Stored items

---+---

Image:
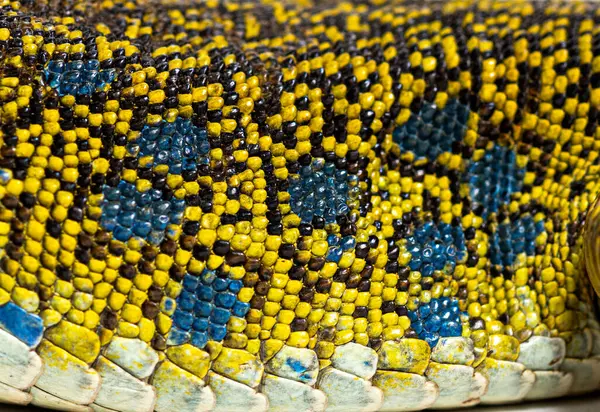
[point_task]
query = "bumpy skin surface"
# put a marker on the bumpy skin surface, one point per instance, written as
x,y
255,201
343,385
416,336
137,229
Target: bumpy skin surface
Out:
x,y
297,205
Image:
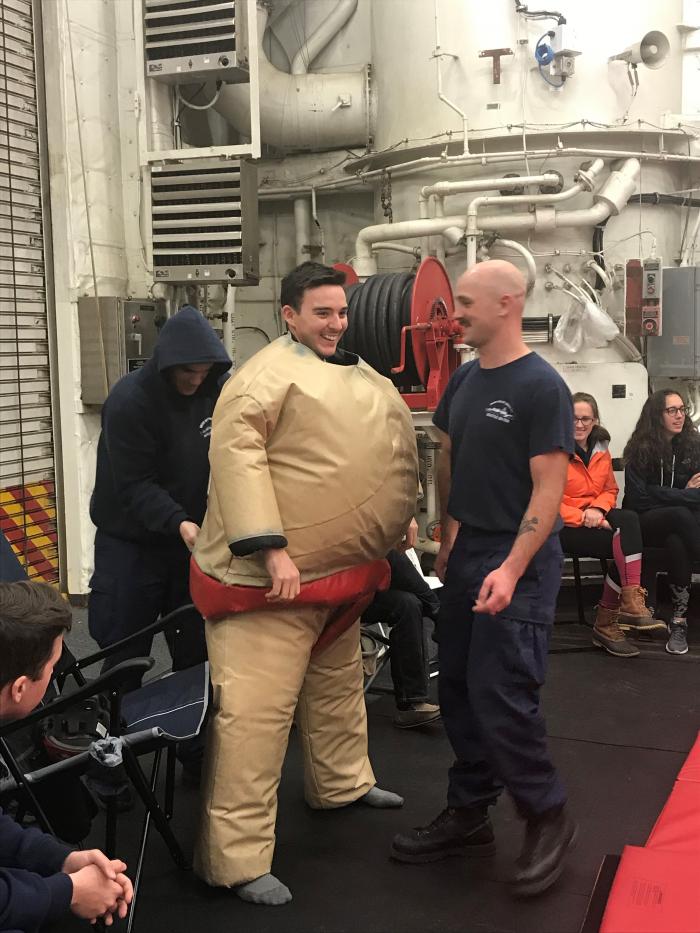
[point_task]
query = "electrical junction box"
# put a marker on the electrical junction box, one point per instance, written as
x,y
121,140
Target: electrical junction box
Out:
x,y
676,352
652,291
121,344
192,40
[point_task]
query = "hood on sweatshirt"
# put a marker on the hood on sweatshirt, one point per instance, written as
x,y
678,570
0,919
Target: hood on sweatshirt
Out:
x,y
187,337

---+---

Direction
Exactly reproduce the entries above, minus the pictures.

Task answer
Image:
[point_task]
query = "bumpy skin surface"
# put a marker on the bumpy skin surface, one point per instance, written as
x,y
255,201
343,385
416,336
137,229
Target: bumpy skin surface
Out:
x,y
297,205
Image:
[point_task]
query = "electrical junction box"
# put a marker on the electrical junction box, one point per instance, written as
x,y
121,140
Target: electrical junction box
Out:
x,y
676,352
652,291
121,344
192,40
[point_task]
query = "hood on sweatshirt"
# put a marker on the hood on sweatshirt, one point per instance, written as
x,y
678,570
0,919
Target: hood on sweatshirt
Out:
x,y
187,337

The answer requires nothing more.